EXERCISE PROMPT
The expected output is the exact lines from the one containing "Target: flower cluster" through the end of the data, inclusive, and nothing else.

INPUT
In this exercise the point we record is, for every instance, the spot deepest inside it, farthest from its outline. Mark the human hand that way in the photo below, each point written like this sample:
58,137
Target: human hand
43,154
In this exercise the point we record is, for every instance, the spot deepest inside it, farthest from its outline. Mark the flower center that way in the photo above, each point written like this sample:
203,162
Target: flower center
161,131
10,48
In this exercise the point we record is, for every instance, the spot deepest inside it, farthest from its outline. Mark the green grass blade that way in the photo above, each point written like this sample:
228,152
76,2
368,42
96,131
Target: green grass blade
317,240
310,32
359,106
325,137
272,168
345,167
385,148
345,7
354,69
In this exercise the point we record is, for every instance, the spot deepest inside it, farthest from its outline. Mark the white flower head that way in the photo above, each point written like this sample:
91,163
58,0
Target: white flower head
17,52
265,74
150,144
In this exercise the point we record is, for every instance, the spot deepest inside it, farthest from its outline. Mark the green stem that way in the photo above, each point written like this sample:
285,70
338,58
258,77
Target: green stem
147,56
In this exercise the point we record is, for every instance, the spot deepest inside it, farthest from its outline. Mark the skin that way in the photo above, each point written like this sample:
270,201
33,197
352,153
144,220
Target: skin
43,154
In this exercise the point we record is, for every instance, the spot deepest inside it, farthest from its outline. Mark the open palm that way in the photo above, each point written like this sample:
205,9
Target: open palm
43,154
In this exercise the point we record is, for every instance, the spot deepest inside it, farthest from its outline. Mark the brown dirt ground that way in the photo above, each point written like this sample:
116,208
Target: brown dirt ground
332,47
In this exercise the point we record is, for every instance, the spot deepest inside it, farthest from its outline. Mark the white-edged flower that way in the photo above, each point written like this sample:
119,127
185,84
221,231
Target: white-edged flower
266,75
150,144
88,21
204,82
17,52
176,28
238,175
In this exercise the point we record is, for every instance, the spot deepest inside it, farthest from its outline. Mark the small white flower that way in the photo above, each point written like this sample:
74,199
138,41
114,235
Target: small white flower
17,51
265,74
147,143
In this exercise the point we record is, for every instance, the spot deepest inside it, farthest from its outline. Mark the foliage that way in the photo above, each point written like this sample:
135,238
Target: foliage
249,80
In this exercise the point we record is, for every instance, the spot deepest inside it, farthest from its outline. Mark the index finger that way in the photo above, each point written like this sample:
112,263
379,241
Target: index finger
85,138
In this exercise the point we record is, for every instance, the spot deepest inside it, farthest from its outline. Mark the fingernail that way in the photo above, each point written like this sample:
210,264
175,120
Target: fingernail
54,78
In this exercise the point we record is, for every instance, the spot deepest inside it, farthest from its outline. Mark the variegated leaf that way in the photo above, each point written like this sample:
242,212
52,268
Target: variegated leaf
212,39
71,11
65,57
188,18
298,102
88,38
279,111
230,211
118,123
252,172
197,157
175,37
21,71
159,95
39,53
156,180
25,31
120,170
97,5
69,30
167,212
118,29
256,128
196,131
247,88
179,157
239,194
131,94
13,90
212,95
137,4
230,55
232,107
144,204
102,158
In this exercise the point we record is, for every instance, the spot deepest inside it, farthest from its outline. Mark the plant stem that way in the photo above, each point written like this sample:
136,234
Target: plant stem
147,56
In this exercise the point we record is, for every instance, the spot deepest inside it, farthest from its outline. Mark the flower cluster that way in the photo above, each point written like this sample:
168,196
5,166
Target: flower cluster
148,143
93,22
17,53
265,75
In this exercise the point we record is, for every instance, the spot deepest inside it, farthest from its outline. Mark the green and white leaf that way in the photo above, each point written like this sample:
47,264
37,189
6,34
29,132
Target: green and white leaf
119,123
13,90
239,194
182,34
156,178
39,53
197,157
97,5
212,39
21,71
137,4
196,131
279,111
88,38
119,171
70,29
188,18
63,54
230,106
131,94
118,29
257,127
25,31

ANSWER BELOW
Target: flower cluster
148,143
93,22
17,53
265,75
In this exercise the point we record is, for every instance, the spot deepest inside it, farthest from its outline. Mark the green and white leaf that way in the photo above, each point written like this sample:
47,264
37,189
6,34
29,132
Target: green and white leaf
119,123
13,90
239,194
182,34
156,178
39,53
197,157
97,5
212,39
21,71
137,4
196,131
279,111
88,38
119,171
70,29
188,18
63,54
230,106
131,94
118,29
257,127
25,31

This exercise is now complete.